━━ READING TEXT

Little Red Riding Hood and Persian carpets

Chris discussed how phylogenetic analysis has been extended by others in anthropology. Anthropologist Jamshid J. Tehrani was interested in classifying the evolution of Little Red Riding Hood-like folktales from around the world. Phylogenetic analysis became a powerful tool used by Jamshid to reveal their geography of circulation and oral evolution — overcoming previous problems in tracking the history of orally transmitted stories. Where does the ancestral tale come from? East Asian tales could be the missing link, found to form a new separate group. The ancestral tale could have originated in the East, and later spread to the West by trade, finally splitting into two lineages that gave rise to the familiar Little Red Riding Hood. 

Jamshid also applied phylogenetic analysis to the evolution of Turkish carpet designs. Tree analysis revealed textiles arose through natural design evolution, rather than trade and cultural borrowing. The ‘consistency index’ is used as a measure of retention of a trait through the tree — a low index indicates a trait is gained or lost independently in separate lineages over time. Jamshid was interested in how war affected textiles following the Turks’ defeat in 19C; the lower consistency index indicated more borrowing of designs and motifs. Thus, phylogenetics revealed a greater dependency on trade which changed the driving force behind textile design.

━━━━
━━ EXTRACTED RECORDS

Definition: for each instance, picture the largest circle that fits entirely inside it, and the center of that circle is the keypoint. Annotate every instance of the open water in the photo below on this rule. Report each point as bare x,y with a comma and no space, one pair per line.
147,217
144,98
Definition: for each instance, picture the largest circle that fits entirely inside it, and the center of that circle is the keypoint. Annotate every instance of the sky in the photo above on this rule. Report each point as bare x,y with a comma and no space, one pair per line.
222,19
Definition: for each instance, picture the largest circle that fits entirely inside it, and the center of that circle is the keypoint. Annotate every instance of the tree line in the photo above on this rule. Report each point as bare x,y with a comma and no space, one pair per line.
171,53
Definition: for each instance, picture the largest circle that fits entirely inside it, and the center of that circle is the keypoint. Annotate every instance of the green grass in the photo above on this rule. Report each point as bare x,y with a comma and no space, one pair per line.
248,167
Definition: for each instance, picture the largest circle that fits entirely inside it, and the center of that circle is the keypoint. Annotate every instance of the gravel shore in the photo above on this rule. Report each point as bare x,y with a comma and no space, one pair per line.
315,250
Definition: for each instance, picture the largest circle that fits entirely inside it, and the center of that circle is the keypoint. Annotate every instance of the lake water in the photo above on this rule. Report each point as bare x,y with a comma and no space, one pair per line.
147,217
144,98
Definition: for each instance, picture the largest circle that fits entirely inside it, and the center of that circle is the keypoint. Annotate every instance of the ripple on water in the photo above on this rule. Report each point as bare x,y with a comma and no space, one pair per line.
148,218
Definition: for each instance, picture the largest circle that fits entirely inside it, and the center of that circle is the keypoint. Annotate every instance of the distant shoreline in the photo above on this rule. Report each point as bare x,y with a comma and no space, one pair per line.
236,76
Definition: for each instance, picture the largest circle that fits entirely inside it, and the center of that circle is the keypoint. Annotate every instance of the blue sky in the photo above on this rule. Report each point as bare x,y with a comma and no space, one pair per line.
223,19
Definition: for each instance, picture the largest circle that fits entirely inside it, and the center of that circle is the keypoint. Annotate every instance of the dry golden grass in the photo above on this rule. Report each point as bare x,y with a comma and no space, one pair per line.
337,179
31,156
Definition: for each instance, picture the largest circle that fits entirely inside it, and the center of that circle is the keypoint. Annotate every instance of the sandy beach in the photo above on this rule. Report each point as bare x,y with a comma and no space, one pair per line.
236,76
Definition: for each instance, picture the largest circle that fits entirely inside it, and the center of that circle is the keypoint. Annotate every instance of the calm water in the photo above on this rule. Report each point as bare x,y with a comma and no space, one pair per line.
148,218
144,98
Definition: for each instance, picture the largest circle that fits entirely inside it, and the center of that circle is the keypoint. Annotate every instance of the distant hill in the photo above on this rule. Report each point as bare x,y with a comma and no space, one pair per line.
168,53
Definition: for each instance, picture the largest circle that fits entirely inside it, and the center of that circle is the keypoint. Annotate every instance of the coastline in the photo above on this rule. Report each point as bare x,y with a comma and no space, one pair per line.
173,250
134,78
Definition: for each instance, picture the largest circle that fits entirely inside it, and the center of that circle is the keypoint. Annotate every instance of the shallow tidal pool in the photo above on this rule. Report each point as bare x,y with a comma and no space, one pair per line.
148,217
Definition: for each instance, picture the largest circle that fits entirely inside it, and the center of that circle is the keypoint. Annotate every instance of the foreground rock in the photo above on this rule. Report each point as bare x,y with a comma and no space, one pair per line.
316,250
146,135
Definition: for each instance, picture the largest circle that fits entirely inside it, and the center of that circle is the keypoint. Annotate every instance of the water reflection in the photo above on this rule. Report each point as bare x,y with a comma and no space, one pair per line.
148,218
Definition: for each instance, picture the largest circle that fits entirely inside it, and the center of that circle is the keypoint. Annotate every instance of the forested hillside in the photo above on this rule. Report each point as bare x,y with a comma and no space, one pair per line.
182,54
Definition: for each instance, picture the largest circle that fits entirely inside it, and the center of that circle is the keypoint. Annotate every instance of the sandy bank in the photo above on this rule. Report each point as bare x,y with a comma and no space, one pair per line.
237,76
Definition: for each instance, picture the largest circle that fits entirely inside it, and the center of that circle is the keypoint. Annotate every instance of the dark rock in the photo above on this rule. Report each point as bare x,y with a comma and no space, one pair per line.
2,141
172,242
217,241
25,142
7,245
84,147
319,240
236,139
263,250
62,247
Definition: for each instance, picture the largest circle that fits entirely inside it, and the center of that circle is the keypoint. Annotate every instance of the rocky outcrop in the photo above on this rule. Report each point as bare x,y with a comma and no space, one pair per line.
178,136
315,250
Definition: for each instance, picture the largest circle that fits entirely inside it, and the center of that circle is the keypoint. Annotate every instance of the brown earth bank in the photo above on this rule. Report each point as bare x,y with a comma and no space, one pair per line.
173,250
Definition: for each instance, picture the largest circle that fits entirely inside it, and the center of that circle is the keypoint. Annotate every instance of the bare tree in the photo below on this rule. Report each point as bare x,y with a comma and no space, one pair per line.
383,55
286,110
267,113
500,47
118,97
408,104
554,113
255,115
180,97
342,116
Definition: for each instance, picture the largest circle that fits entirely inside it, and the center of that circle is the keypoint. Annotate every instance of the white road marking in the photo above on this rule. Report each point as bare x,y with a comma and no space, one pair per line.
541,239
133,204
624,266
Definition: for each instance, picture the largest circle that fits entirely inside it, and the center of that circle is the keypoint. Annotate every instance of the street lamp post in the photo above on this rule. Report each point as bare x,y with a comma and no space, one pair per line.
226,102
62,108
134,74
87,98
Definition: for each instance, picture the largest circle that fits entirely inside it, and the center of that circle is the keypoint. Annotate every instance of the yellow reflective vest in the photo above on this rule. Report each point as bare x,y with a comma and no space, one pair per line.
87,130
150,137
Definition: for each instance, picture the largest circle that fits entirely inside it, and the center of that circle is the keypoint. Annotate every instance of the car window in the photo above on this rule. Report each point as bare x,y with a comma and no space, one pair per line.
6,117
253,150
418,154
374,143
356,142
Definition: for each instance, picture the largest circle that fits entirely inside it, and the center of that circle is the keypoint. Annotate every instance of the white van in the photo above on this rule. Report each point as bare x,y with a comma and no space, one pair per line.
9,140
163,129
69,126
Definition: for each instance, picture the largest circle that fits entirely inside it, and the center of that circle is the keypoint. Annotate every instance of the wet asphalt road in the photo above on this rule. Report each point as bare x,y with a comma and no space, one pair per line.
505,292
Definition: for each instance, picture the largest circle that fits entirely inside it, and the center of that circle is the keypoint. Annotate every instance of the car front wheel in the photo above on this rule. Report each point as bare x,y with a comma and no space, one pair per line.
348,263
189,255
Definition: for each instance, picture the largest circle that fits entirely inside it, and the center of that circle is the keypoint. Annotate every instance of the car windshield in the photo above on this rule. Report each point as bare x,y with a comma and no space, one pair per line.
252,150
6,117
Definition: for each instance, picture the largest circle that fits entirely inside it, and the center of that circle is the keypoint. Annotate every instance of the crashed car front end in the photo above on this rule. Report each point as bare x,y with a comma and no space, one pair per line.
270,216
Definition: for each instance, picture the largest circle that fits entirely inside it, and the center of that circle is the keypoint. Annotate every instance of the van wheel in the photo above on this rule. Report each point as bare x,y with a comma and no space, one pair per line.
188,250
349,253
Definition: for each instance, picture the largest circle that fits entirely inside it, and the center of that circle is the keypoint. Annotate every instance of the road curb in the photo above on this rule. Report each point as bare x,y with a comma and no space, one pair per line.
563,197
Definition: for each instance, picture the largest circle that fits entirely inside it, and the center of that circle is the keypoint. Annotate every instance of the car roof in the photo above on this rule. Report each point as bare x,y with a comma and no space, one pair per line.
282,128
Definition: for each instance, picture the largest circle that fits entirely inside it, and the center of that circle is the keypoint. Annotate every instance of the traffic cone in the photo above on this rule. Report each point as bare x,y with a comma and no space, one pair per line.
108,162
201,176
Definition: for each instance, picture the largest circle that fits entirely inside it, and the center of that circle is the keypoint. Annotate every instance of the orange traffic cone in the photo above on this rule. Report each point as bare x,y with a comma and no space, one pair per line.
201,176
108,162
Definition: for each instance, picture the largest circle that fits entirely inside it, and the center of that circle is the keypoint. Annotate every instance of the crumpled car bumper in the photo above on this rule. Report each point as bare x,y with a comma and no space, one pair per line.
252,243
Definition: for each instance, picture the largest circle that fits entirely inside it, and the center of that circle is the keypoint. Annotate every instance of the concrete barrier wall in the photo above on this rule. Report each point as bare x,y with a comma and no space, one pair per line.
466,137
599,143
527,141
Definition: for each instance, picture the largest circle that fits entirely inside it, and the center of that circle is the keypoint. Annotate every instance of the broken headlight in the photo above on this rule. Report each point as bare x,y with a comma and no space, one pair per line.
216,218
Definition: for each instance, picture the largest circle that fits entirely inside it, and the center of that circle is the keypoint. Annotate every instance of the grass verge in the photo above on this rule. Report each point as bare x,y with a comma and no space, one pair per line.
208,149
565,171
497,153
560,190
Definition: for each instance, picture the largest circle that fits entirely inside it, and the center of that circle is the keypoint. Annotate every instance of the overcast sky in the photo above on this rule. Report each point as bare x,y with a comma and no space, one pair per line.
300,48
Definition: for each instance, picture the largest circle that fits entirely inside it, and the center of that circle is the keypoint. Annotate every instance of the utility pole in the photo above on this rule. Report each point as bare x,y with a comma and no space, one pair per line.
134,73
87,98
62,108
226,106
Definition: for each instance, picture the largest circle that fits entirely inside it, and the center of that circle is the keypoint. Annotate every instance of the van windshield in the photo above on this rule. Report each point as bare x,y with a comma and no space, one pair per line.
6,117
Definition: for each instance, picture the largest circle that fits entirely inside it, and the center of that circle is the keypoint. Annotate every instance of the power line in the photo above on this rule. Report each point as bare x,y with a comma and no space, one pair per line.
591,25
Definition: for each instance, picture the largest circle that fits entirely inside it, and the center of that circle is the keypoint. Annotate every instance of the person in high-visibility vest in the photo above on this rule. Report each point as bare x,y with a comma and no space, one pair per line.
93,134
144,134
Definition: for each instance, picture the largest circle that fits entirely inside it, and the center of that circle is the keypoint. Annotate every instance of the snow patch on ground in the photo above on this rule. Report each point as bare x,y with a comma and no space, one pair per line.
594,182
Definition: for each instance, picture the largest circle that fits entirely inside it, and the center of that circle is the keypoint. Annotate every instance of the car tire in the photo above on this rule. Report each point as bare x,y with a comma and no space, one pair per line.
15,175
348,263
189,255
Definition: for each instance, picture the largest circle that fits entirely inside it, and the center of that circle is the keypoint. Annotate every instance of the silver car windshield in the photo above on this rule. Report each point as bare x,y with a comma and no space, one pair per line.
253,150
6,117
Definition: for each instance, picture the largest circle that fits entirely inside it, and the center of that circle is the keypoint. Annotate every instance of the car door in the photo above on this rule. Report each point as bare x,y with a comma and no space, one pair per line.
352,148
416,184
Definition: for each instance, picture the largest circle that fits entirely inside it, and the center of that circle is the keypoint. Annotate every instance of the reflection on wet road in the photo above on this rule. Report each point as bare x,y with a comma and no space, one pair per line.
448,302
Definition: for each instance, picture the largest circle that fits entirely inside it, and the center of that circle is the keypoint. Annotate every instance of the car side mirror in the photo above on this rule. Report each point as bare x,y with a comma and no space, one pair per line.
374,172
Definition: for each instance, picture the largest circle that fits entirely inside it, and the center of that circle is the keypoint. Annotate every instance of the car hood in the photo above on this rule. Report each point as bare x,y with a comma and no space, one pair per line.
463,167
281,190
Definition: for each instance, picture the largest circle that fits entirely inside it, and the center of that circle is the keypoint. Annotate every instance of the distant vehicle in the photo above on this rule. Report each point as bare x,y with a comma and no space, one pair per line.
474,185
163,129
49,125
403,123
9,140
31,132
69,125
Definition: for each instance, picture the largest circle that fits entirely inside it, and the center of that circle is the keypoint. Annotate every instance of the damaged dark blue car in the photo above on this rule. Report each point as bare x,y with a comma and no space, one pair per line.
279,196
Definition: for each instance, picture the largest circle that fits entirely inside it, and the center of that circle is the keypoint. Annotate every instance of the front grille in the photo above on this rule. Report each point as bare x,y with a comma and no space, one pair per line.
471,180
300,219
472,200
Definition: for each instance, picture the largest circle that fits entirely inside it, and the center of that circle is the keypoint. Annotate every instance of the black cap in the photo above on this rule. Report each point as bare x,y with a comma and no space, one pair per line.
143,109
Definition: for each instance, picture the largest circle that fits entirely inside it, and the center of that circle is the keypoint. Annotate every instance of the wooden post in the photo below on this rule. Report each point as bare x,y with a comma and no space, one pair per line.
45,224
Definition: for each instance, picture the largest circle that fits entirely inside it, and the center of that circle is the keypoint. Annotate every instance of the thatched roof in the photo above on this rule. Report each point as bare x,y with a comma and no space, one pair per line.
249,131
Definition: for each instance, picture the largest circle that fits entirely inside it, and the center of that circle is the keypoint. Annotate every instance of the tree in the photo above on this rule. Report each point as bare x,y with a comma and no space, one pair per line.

━━━━

INSTRUCTIONS FOR THE TASK »
In the passage on folktales and carpets, what does a low consistency index indicate? The records have nothing to do with the passage on folktales and carpets.

SOLUTION FOR THIS TASK »
A low consistency index indicates that a trait is gained or lost independently in separate lineages over time.